How to complete this task:
The response should contain every record, reproduced exactly.

------------------------------------------------------------

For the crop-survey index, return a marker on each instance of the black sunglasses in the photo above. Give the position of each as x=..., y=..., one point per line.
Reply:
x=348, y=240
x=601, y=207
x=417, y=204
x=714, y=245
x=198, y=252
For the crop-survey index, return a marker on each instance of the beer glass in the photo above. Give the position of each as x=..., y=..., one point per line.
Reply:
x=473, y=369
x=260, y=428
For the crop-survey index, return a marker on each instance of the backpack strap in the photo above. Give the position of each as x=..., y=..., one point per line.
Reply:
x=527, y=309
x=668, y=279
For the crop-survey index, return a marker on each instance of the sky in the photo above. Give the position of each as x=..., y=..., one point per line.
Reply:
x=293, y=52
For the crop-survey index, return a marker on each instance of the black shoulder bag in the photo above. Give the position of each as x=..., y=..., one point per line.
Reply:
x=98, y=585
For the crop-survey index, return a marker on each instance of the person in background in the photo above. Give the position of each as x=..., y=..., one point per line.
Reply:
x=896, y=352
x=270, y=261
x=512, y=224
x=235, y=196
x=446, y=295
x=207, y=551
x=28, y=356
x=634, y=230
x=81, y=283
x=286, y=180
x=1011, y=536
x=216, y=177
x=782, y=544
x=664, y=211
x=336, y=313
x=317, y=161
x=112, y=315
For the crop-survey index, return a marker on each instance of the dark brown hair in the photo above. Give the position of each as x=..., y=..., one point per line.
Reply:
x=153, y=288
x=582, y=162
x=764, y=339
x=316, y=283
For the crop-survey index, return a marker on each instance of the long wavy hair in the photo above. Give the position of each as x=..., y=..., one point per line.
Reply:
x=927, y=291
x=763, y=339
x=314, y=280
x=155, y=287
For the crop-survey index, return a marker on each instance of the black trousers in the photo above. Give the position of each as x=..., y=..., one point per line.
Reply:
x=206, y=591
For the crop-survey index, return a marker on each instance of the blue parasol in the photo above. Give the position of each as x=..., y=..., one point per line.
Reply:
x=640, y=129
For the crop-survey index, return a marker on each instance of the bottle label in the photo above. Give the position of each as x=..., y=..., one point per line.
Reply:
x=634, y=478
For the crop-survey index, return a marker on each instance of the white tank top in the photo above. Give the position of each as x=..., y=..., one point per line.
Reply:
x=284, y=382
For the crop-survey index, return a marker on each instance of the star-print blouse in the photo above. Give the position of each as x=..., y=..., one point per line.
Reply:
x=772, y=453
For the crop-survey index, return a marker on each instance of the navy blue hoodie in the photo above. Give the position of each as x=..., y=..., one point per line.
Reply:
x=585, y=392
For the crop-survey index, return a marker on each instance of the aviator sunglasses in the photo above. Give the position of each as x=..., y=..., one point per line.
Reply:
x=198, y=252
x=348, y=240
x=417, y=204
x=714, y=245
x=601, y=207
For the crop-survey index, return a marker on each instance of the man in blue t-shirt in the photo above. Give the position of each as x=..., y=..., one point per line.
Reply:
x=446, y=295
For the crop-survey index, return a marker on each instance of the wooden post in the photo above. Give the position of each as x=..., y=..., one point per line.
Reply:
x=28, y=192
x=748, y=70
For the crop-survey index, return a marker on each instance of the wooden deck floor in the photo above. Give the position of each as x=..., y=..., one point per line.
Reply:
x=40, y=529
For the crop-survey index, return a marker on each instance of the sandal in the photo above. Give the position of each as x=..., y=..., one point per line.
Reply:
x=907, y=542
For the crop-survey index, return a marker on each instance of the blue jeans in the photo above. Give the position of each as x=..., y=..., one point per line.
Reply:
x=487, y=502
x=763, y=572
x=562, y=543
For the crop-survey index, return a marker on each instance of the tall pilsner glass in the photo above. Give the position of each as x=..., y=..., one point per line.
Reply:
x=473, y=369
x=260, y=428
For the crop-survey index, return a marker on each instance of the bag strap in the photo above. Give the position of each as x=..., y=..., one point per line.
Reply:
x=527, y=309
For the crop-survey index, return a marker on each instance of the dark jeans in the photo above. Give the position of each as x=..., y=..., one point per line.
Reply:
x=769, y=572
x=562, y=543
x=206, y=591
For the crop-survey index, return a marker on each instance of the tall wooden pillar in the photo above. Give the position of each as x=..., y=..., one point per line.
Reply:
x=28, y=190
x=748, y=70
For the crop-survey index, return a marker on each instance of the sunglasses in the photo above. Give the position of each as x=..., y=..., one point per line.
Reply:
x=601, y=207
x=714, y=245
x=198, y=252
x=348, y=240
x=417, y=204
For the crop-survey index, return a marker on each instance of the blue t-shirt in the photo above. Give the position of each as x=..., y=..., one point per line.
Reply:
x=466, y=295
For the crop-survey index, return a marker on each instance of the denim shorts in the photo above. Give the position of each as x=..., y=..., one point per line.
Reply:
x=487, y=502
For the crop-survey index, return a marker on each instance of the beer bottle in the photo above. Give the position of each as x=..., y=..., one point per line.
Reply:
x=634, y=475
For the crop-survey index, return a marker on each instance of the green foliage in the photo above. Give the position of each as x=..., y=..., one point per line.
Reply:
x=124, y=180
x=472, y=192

------------------------------------------------------------

Worked solution:
For the crop-survey index, return a marker on each instance of the black sunglasses in the photo above. Give the position of each as x=..., y=..., one point per line.
Reply:
x=348, y=240
x=601, y=207
x=417, y=204
x=714, y=245
x=198, y=252
For the crop-survey index, return a marker on each instance of the beer glass in the photo above. Give the position of each as x=..., y=..., one point per line.
Reply:
x=473, y=369
x=260, y=428
For the crop-survey index, return a marker on each instance of the backpack strap in the photo above. Give the position of each as x=..., y=..., one point per line.
Reply:
x=527, y=309
x=668, y=279
For the crop-survey index, return a marker on each instance of the sky in the photo above. Give the position of each as x=..., y=..., one point per line.
Reply:
x=293, y=52
For the crop-survey index, return a marker on each instance of the black shoulder bag in the photo above. Give the position of each as x=..., y=..., one point per line.
Reply:
x=98, y=585
For the crop-survey index, return a marker on each instance of the person in background in the photo above. Give the position of each as x=..., y=..., one point per line.
Reply:
x=896, y=352
x=270, y=261
x=512, y=224
x=235, y=196
x=446, y=295
x=207, y=551
x=28, y=356
x=634, y=230
x=81, y=283
x=286, y=180
x=1011, y=536
x=216, y=177
x=782, y=544
x=664, y=211
x=336, y=313
x=317, y=161
x=112, y=315
For the crop-survey index, return a marker on each instance of the dark brown hair in the photo above. Give the position of each as x=..., y=..., one point per line.
Reply:
x=153, y=288
x=582, y=162
x=764, y=339
x=316, y=283
For the crop-survey index, return a marker on each instance of the long wavy hair in the photo above. Give the position of each as x=..., y=..., one point per line.
Reply:
x=927, y=291
x=763, y=339
x=314, y=280
x=155, y=287
For the crop-survey index, return a marker on each instance of the black trousers in the photo above. Give the position of each as x=..., y=..., one point per line.
Reply:
x=206, y=591
For the crop-survey index, return a marker on each instance of the blue parasol in the photo above. Give the position of each as x=..., y=..., one point per line.
Reply:
x=640, y=129
For the crop-survey index, return a marker on each instance of the bottle label in the photo above. Give the position of each as x=..., y=..., one point per line.
Reply:
x=634, y=478
For the crop-survey index, return a marker on each instance of the white tank top in the photo above. Give the position of each as x=..., y=..., one point per line.
Reply:
x=284, y=382
For the crop-survey index, return a marker on each instance of the star-print blouse in the photo above. Give the position of each as x=..., y=..., one point per line.
Reply:
x=772, y=453
For the crop-survey index, return a marker on each instance of the navy blue hoodie in the photo above. Give the position of each as x=..., y=..., one point per line.
Reply:
x=585, y=392
For the crop-survey index, return a marker on each instance of the aviator sunglasses in the photo above. Give the position of each as x=..., y=..., one point per line.
Reply:
x=198, y=252
x=348, y=240
x=417, y=204
x=714, y=245
x=601, y=207
For the crop-survey index, return a marker on each instance of the man in blue t-shirt in the photo above. Give the position of each as x=..., y=..., one point per line.
Reply:
x=446, y=295
For the crop-survey index, return a marker on each instance of the wooden post in the photo above. Give the position of each as x=..., y=..., one point per line.
Reply:
x=28, y=192
x=748, y=70
For the crop-survey index, return a marker on each instance of the wooden deck floor in the photo above. Give the position of each as x=..., y=..., one point per line.
Reply:
x=40, y=529
For the crop-survey index, return a marker on each instance of the sandal in the photo above. Give the position of each as x=..., y=..., one point per line.
Reply:
x=907, y=542
For the crop-survey index, return a marker on each instance of the blue jeans in the photo above. Give the position of each as x=..., y=..., one point per line.
Reply:
x=487, y=502
x=763, y=572
x=562, y=543
For the crop-survey index, return a marker on each instance of the tall pilsner glass in the photo above. Give the position of each as x=..., y=..., one point per line.
Reply:
x=473, y=369
x=260, y=428
For the crop-survey index, return a marker on each instance of the bag strap in the photo above. Give the position of each as x=..., y=..., one point per line.
Reply:
x=527, y=309
For the crop-survey index, return a marker on each instance of the dark jeans in the photo above. Give the position of each as x=..., y=..., one point per line.
Reply:
x=769, y=572
x=562, y=543
x=206, y=591
For the crop-survey index, return a marker on each instance of the tall wooden pillar in the photo above. Give the position of each as x=..., y=..., one point per line.
Reply:
x=28, y=190
x=748, y=70
For the crop-survey index, return a marker on each instance of the sunglasses in the photo above. Give the position of each as x=..., y=..., one point per line.
Reply:
x=601, y=207
x=714, y=245
x=198, y=252
x=348, y=240
x=417, y=204
For the crop-survey index, return a marker on each instance of the blue t-shirt in the photo above. Give the position of each as x=..., y=..., one point per line.
Reply:
x=466, y=295
For the crop-survey index, return a marker on each instance of the denim shorts in the photo above. Give the position of each as x=..., y=..., one point per line.
Reply:
x=487, y=502
For the crop-survey index, return a marker on each instance of the beer bottle in the photo above. Give the position of each as x=..., y=..., one point per line.
Reply:
x=634, y=475
For the crop-survey index, return a marker on each instance of the green foliage in the photo above. Give the position of each as x=..., y=..., one point per line.
Reply:
x=124, y=180
x=472, y=192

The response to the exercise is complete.